Exercise objective: Every entry needs to be written out again exactly, with its pictures removed.

Region pointing data:
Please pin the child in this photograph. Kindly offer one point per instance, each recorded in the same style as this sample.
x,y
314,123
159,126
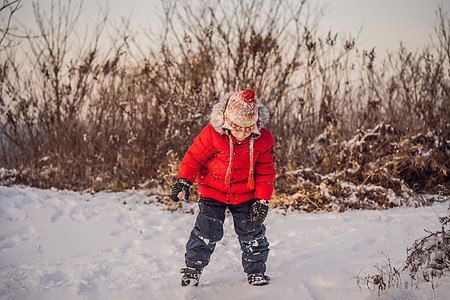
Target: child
x,y
232,158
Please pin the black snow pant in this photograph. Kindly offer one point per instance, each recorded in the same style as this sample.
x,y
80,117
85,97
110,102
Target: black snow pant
x,y
208,230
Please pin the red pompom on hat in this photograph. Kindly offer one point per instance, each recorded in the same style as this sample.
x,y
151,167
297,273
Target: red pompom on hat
x,y
248,95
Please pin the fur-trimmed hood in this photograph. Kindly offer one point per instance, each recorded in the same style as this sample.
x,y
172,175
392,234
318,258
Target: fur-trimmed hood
x,y
217,115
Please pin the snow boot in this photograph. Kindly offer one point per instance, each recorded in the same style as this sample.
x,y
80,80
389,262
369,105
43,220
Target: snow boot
x,y
258,279
191,276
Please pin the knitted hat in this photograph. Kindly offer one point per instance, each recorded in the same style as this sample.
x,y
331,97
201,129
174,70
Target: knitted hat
x,y
241,113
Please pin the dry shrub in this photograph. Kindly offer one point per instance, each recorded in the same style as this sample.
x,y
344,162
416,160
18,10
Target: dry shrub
x,y
378,168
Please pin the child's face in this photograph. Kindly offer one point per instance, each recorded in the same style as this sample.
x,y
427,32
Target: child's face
x,y
240,135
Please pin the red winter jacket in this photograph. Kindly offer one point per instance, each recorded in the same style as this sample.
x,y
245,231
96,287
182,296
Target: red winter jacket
x,y
209,157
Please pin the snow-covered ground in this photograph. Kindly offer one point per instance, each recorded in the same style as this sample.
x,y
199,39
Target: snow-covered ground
x,y
69,245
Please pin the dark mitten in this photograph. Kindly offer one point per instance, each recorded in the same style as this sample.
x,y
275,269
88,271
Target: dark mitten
x,y
181,190
258,211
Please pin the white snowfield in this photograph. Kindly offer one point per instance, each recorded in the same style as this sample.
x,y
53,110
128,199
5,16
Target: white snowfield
x,y
70,245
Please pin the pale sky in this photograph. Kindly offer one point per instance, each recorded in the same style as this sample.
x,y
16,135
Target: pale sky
x,y
384,22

Expected output:
Please pin the child in this photograph. Kindly offer one point per instance, each recorded in the same style as this sample.
x,y
314,123
159,126
Target: child
x,y
232,158
Please pin the black snow pant in this photograph. Kindly offer one point per instance, each recorded in the same style as this sample.
x,y
80,117
85,97
110,102
Target: black snow pant
x,y
208,230
Please pin the red pompom on hat in this photograph. Kindly offer one point per instance, each recorded in the same style as this sample.
x,y
151,167
297,273
Target: red pompom on hat
x,y
248,95
Please pin the fur-trimmed hood in this photograph. Kindly offer one point per instance, each recorded in the same style as this sample.
x,y
172,175
392,234
318,258
Target: fur-trimmed hood
x,y
217,115
Please pin the snow boot in this photograph. Kindly offer one point per instance, each recorded in the same style as this sample.
x,y
80,80
389,262
369,105
43,220
Target: snow boot
x,y
258,279
191,276
Please pin the knitted hat in this photograph. Kindly offer one point per instance, each recorded in the same style as this sample.
x,y
331,97
201,129
174,70
Target: knitted hat
x,y
241,113
Please pin the dry shrub in this photograph. Kindly offer one point per instance, each recorded in the same style as this sample.
x,y
344,162
416,160
18,10
Target: dry shrub
x,y
378,168
Please pin the child's face in this photograph. Kindly offer one point per instance, each recorded in the same style as this sample.
x,y
427,32
Target: child's face
x,y
240,135
Please pin the red winter jacket in this photograph. Kindly offer one point per instance, each recorded in the same style as this sample.
x,y
245,231
96,287
182,296
Target: red winter jacket
x,y
209,157
Please pin the snow-covered ground in this photograph. Kindly offer one point per instance, each recorded in the same style as this sample.
x,y
199,39
Target: snow-covered ground
x,y
69,245
Please pin the dark mitten in this photograph. Kindly offer one point per instance, each recorded in the same style as this sample.
x,y
275,269
88,271
Target: dark mitten
x,y
181,190
258,211
Please pin the white snowfield in this photograph. Kindly offer one point per instance, each recorded in the same style as this sample.
x,y
53,110
128,199
5,16
Target: white snowfield
x,y
70,245
Please pin the pale sky in this photograph. Kindly offer one point per instance, each recorded in the same style as this sample.
x,y
16,135
Target: pale sky
x,y
384,22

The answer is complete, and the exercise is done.